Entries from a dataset
_ _ _ _ _ _ _

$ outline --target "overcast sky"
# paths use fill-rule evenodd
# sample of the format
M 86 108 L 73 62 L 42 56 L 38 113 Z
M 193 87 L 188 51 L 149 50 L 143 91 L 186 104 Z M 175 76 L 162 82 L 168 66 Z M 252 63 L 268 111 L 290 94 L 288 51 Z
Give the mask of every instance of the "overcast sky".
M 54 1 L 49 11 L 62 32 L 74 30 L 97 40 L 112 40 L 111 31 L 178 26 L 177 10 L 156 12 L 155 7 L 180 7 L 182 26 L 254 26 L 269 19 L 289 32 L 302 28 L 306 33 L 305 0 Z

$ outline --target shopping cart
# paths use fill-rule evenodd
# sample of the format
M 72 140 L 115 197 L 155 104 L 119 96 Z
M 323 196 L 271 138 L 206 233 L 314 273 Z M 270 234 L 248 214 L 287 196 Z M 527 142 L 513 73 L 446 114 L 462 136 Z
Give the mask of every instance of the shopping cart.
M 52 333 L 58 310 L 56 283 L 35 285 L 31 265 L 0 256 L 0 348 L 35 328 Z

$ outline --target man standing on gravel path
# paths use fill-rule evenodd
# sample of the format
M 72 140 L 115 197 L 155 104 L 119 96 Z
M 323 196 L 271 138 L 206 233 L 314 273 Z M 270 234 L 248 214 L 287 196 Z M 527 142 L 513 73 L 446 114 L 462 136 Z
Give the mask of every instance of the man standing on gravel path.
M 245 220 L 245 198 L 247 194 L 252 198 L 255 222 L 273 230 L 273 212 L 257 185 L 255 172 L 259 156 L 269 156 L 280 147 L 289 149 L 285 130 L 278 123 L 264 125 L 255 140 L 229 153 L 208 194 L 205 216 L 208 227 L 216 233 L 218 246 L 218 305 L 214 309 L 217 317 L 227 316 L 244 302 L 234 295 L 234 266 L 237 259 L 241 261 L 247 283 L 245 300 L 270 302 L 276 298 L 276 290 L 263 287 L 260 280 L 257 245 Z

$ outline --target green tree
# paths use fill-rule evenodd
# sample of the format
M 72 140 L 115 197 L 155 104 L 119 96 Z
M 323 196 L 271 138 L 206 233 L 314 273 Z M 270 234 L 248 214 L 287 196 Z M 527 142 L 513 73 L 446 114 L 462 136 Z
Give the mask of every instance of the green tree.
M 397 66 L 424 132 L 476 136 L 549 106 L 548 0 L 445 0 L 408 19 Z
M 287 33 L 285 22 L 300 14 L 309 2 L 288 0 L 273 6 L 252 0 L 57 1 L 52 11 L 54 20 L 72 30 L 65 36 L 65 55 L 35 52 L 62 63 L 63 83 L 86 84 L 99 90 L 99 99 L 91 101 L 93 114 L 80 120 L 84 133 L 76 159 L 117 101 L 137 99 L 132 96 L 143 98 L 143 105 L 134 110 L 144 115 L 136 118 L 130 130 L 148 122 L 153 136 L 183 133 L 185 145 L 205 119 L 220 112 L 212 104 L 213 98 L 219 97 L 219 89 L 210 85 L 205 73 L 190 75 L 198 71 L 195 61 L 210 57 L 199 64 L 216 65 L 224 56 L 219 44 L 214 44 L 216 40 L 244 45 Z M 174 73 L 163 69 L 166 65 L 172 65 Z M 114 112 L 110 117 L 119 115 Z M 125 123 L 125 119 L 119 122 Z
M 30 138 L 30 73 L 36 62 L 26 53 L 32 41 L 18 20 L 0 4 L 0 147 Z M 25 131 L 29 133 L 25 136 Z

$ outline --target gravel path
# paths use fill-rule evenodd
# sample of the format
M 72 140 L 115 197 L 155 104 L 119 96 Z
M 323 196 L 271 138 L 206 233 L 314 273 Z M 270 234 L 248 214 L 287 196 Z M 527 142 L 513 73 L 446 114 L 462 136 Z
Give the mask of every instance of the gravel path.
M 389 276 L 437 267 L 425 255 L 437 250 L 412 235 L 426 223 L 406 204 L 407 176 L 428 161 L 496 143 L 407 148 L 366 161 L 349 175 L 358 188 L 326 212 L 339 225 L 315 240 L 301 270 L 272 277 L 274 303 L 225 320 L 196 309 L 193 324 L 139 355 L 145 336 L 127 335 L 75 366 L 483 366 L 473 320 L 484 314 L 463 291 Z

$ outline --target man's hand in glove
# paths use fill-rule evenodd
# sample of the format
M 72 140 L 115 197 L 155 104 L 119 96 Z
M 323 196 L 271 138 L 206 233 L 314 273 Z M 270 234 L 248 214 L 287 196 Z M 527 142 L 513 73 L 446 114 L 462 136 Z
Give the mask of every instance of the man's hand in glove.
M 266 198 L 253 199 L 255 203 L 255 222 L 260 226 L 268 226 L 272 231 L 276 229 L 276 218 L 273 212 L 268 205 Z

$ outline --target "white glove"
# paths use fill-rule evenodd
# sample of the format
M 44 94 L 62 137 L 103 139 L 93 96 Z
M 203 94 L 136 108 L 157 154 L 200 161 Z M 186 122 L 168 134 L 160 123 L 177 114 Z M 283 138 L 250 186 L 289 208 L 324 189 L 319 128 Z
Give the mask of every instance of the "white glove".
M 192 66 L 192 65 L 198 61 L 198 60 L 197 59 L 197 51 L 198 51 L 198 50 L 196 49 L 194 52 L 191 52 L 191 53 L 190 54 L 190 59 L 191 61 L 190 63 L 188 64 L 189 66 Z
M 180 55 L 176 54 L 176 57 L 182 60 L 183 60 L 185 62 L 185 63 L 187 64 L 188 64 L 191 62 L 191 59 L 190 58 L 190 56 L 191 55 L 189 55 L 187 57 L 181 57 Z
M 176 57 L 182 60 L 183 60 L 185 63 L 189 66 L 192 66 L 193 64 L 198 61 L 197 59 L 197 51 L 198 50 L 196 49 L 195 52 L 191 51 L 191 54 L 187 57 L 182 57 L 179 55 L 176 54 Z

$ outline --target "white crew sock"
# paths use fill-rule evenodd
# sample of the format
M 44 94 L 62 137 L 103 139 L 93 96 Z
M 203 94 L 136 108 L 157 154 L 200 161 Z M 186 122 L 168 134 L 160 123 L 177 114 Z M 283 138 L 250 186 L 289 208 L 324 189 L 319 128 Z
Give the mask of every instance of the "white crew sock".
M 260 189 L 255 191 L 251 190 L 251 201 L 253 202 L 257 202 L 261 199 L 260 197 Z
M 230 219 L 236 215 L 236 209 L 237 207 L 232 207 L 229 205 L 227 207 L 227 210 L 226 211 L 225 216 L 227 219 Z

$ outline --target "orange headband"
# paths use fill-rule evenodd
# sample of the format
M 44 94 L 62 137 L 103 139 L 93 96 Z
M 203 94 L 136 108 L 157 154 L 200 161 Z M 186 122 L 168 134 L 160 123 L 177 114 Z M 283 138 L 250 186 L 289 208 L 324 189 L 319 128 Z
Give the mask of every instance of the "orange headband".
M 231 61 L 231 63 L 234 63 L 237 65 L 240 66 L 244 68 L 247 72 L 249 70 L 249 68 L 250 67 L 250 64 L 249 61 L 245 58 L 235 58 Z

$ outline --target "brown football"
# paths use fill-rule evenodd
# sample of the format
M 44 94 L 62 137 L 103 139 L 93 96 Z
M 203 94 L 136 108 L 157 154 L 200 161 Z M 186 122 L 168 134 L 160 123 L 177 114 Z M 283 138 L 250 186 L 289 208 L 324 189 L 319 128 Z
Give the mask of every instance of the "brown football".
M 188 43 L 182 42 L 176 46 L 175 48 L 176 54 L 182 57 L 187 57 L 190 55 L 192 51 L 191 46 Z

_ _ _ _ _ _ _

▶ [What is asked]:
Copy out the stretch of data from the line containing "--target shopping cart" through the line containing "M 52 333 L 58", swapping "shopping cart" for "grocery cart" and leaving everything else the same.

▶ [The solution]:
$ outline --target grocery cart
# paths use fill-rule evenodd
# sample of the format
M 72 140 L 115 197 L 155 104 L 119 96 Z
M 323 196 L 271 138 L 206 233 L 314 273 Z M 270 234 L 248 214 L 287 196 Z M 527 142 L 513 73 L 446 114 L 462 136 Z
Give the mask of every instance of the grocery cart.
M 52 333 L 58 310 L 56 283 L 35 285 L 31 265 L 0 256 L 0 348 L 35 328 Z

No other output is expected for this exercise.